Required task :: Exclude the pictures; give every entry again exactly as written.

Records supplied ::
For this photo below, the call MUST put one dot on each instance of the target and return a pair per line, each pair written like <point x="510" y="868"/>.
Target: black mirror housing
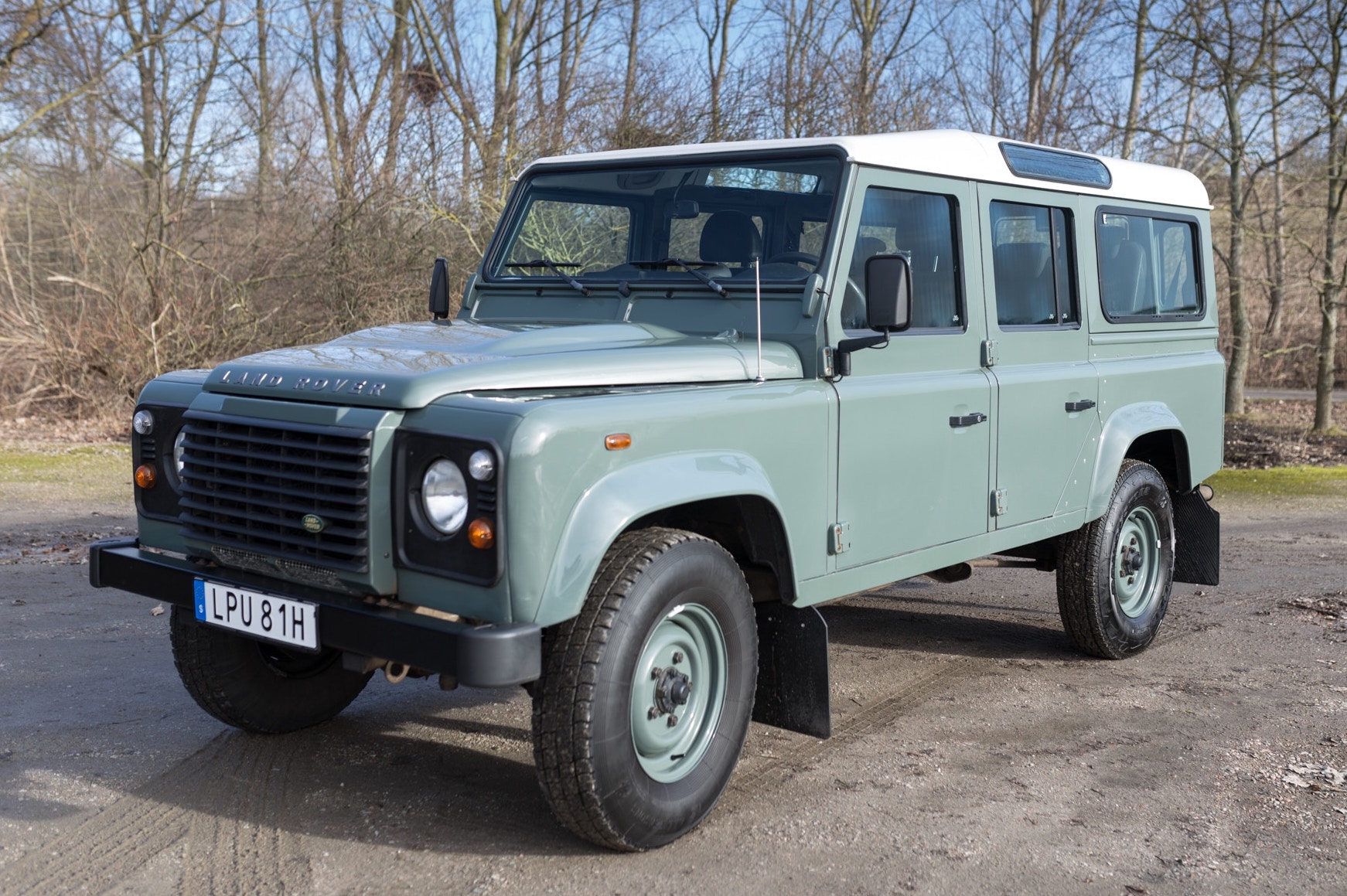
<point x="888" y="288"/>
<point x="439" y="290"/>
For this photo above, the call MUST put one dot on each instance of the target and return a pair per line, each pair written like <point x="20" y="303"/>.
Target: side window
<point x="922" y="227"/>
<point x="1032" y="257"/>
<point x="1148" y="267"/>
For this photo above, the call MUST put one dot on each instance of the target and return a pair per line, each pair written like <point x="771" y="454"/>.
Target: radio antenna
<point x="757" y="290"/>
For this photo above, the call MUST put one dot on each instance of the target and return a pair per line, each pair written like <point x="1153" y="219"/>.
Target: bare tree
<point x="1321" y="36"/>
<point x="1232" y="45"/>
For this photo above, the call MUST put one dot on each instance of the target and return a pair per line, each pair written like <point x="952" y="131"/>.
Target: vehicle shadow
<point x="951" y="620"/>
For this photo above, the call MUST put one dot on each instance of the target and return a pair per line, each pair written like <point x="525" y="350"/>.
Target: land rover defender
<point x="690" y="395"/>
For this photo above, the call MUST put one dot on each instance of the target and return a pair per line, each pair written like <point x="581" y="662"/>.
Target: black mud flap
<point x="1196" y="540"/>
<point x="793" y="690"/>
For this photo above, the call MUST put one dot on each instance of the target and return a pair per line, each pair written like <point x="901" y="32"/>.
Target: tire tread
<point x="564" y="709"/>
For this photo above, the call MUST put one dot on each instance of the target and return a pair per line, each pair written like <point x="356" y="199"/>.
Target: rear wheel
<point x="646" y="696"/>
<point x="259" y="686"/>
<point x="1114" y="574"/>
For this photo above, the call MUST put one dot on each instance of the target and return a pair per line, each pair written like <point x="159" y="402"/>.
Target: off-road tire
<point x="585" y="738"/>
<point x="1098" y="611"/>
<point x="256" y="686"/>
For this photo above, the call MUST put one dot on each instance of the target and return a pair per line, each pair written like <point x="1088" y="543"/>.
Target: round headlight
<point x="445" y="496"/>
<point x="481" y="466"/>
<point x="178" y="451"/>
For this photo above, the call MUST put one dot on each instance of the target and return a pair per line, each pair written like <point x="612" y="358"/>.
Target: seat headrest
<point x="731" y="237"/>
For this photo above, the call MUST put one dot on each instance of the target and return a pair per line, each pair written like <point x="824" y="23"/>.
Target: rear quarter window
<point x="1148" y="267"/>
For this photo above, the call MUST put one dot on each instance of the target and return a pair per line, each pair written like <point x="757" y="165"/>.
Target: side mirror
<point x="888" y="290"/>
<point x="439" y="290"/>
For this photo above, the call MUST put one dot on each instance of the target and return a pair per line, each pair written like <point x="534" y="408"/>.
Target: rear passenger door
<point x="1045" y="387"/>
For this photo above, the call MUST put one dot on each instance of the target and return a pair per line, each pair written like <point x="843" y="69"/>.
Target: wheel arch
<point x="726" y="497"/>
<point x="1145" y="431"/>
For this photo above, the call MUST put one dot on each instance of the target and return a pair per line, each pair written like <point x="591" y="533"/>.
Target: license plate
<point x="266" y="616"/>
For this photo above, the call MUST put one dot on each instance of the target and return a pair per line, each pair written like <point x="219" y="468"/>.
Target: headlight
<point x="445" y="496"/>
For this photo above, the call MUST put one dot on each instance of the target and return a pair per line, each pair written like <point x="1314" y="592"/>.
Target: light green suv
<point x="691" y="393"/>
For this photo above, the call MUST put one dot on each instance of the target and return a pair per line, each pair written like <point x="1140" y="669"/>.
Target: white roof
<point x="958" y="154"/>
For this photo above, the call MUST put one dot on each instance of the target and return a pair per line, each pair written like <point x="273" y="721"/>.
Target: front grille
<point x="251" y="484"/>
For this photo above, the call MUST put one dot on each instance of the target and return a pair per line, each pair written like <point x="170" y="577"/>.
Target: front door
<point x="916" y="417"/>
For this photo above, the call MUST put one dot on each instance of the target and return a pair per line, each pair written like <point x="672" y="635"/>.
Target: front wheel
<point x="1116" y="573"/>
<point x="646" y="696"/>
<point x="257" y="686"/>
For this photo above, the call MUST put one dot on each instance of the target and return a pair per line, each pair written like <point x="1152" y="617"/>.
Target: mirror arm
<point x="842" y="363"/>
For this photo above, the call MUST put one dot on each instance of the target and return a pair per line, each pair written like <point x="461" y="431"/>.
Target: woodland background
<point x="182" y="182"/>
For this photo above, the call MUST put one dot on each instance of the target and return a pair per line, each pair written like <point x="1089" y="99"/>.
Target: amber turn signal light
<point x="146" y="476"/>
<point x="480" y="534"/>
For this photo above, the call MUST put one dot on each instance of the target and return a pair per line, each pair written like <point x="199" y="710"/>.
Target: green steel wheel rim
<point x="680" y="676"/>
<point x="1136" y="569"/>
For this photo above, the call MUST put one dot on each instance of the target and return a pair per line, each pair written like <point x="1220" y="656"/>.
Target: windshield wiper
<point x="557" y="268"/>
<point x="687" y="266"/>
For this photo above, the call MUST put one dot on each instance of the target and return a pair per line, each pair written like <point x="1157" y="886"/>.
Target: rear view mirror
<point x="682" y="210"/>
<point x="888" y="288"/>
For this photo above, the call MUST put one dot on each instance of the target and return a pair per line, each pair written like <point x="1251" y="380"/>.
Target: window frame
<point x="960" y="293"/>
<point x="1198" y="271"/>
<point x="1072" y="281"/>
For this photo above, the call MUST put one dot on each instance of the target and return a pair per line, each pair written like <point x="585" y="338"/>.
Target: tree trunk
<point x="1138" y="77"/>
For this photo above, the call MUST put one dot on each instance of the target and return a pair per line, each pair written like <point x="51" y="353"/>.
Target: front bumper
<point x="477" y="655"/>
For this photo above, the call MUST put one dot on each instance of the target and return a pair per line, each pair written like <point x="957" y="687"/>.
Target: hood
<point x="408" y="366"/>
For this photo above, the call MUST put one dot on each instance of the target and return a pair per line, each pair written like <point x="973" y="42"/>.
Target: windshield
<point x="698" y="221"/>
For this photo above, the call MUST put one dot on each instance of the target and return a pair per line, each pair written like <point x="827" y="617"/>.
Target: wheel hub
<point x="678" y="691"/>
<point x="1137" y="574"/>
<point x="673" y="690"/>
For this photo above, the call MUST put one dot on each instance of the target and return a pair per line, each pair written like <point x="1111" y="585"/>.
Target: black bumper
<point x="477" y="655"/>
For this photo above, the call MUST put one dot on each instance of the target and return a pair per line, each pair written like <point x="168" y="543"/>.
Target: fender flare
<point x="1124" y="428"/>
<point x="621" y="497"/>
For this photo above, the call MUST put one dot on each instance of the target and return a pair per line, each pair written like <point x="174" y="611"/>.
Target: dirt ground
<point x="974" y="751"/>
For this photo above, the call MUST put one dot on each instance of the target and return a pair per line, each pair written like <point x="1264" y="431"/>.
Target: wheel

Written answer ::
For this photo below, the call MUST put one dot on each instance of the target and return a pair per line, each pair written like <point x="510" y="868"/>.
Target: black mirror housing
<point x="888" y="288"/>
<point x="439" y="290"/>
For this photo above, the call MUST put one dot on each instance of the target and return a pair per line, each pair written like <point x="20" y="303"/>.
Target: side window
<point x="922" y="227"/>
<point x="1032" y="257"/>
<point x="1148" y="267"/>
For this photo above, the call MUST put one dot on each instance of the target and return a pair per line, each pair written like <point x="771" y="454"/>.
Target: radio antenna
<point x="757" y="290"/>
For this photo above, the call MUST put one dot on each instance of the target and return a pair per line, each pair written like <point x="1153" y="219"/>.
Target: bare tree
<point x="1321" y="36"/>
<point x="1232" y="45"/>
For this photo above, the call MUST put one dot on each instance of the target and return a pair per line, each pair written like <point x="952" y="131"/>.
Target: vehicle shadow
<point x="951" y="620"/>
For this photo above, the call MUST put one dot on each instance of the target and return a pair per line, each pair written like <point x="525" y="350"/>.
Target: land rover defender
<point x="690" y="395"/>
For this photo above, the call MUST put one dot on each instance of the target and return a pair per line, each pair written like <point x="581" y="662"/>.
Target: black mud flap
<point x="1196" y="540"/>
<point x="793" y="690"/>
For this photo above, the call MUST put one dot on each instance of the target and return a pair per line, each pair written like <point x="901" y="32"/>.
Target: tire tread
<point x="564" y="709"/>
For this photo above, the call MUST put one dot on each instance of the target and return a pair per line, each pair written like <point x="356" y="199"/>.
Target: rear wheel
<point x="646" y="696"/>
<point x="259" y="686"/>
<point x="1114" y="574"/>
For this photo above, the call MUST put one dot on each instance of the target and return a pair per line, each pair written like <point x="159" y="402"/>.
Target: off-road tire
<point x="585" y="738"/>
<point x="1098" y="611"/>
<point x="256" y="686"/>
For this photo above, the call MUST put one dot on each instance of the target and return a pair per line, each pair written like <point x="1088" y="543"/>.
Target: round headlight
<point x="445" y="496"/>
<point x="481" y="466"/>
<point x="178" y="451"/>
For this photo above, the call MUST put one dot on each instance of the target and return a pair per line, each pair written like <point x="612" y="358"/>.
Target: seat headrest
<point x="731" y="237"/>
For this photo above, the call MUST put one dot on each instance of the target and return a pair per line, each pair written like <point x="824" y="23"/>.
Target: rear quarter window
<point x="1148" y="267"/>
For this photo above, the call MUST put one dot on each instance of the target and return a pair per line, each pair written like <point x="757" y="165"/>.
Target: side mirror
<point x="888" y="290"/>
<point x="439" y="290"/>
For this photo above, the call MUST put one dot on each instance of the target and return a pair per line, each pair written like <point x="534" y="408"/>.
Target: rear passenger door
<point x="1045" y="387"/>
For this photo above, the call MUST put one dot on each instance of the target and return a pair per line, each pair written like <point x="843" y="69"/>.
Target: wheel arch
<point x="726" y="497"/>
<point x="1145" y="431"/>
For this photo above, the call MUST put one dot on each instance of the target and return a pair per line, each pair written like <point x="591" y="533"/>.
Target: license plate
<point x="266" y="616"/>
For this photo above, the call MUST put one dot on each instance of the target and return a pair per line, each pair written like <point x="219" y="468"/>.
Target: headlight
<point x="445" y="496"/>
For this photo above, the call MUST put one dot on each instance of the target and return a pair per line, each pair written like <point x="1314" y="592"/>.
Target: light green suv
<point x="691" y="393"/>
For this photo above, the call MUST put one dot on each instance of the target and return a pair per line, each pair written like <point x="1140" y="669"/>.
Target: white roof
<point x="958" y="154"/>
For this photo above, the call MUST put one dot on each instance of the target and return a pair per line, each pair written like <point x="273" y="721"/>.
Target: front grille
<point x="251" y="484"/>
For this photo above, the call MUST put one dot on each instance of the target and return a pair per line, each pair written like <point x="170" y="577"/>.
Target: front door
<point x="916" y="417"/>
For this photo above, the call MUST put one dot on each instance of the target and return a pair per line, each pair written like <point x="672" y="635"/>.
Target: front wheel
<point x="1116" y="573"/>
<point x="646" y="696"/>
<point x="257" y="686"/>
For this photo above, the call MUST put one dot on each instance of the target and return a pair per line, each pair written like <point x="1152" y="617"/>.
Target: mirror arm
<point x="842" y="363"/>
For this photo above, the call MUST put one dot on each instance of the target and return a pair per line, each pair written like <point x="461" y="431"/>.
Target: woodland background
<point x="182" y="182"/>
For this photo above, the call MUST put one dot on each instance of the target and return a pair per line, each pair written like <point x="1089" y="99"/>.
Target: amber turn signal light
<point x="146" y="476"/>
<point x="480" y="534"/>
For this photo above, the call MUST put one dot on each instance of the target and return a pair per line, each pair written like <point x="199" y="710"/>.
Target: green steel wheel rim
<point x="680" y="676"/>
<point x="1136" y="569"/>
For this photo above, the call MUST put one dot on each instance of the target and return a pair per line, each pair written like <point x="1220" y="656"/>.
Target: windshield wiper
<point x="557" y="268"/>
<point x="687" y="266"/>
For this photo above, the call MUST put one dot on each instance of the target and return a pair per line, each pair written like <point x="1157" y="886"/>.
Target: rear view mirror
<point x="682" y="210"/>
<point x="888" y="288"/>
For this photo above, the call MUST put one dot on each instance of the target and return a pair per line, each pair written like <point x="1251" y="380"/>.
Target: window frame
<point x="960" y="293"/>
<point x="1198" y="271"/>
<point x="1072" y="281"/>
For this photo above, the call MUST put one dot on each instance of the target and return a pair per line, each pair written like <point x="585" y="338"/>.
Target: tree trunk
<point x="1138" y="77"/>
For this photo above, the call MUST put one dot on each instance of the target and return a pair per line, each pair written like <point x="51" y="353"/>.
Target: front bumper
<point x="477" y="655"/>
For this photo above, the call MUST put one dot on each instance of the target and return a pair per line, each pair written like <point x="957" y="687"/>.
Target: hood
<point x="408" y="366"/>
For this photo above, the call MUST put one dot on each instance of the target and return a pair per line, each pair written like <point x="973" y="42"/>.
Target: windshield
<point x="698" y="221"/>
For this photo above, the call MUST put one dot on each instance of the target and return a pair per line, each pair written like <point x="827" y="617"/>.
Target: wheel hub
<point x="678" y="691"/>
<point x="1137" y="574"/>
<point x="673" y="690"/>
For this photo above, the call MUST put one dot on each instance of the target and return a pair per line, each pair written like <point x="1111" y="585"/>.
Target: black bumper
<point x="477" y="655"/>
For this photo above, the call MUST put one dot on each instance of the target and return a pair per line, each pair written like <point x="168" y="543"/>.
Target: fender flare
<point x="1124" y="428"/>
<point x="621" y="497"/>
For this photo above, the call MUST put one dot on each instance of the target and return a pair per line, each pair written like <point x="174" y="611"/>.
Target: dirt ground
<point x="974" y="751"/>
For this photo above, the call MUST put one dot on each instance of the target and return a pair per line, each pair written like <point x="1264" y="431"/>.
Target: wheel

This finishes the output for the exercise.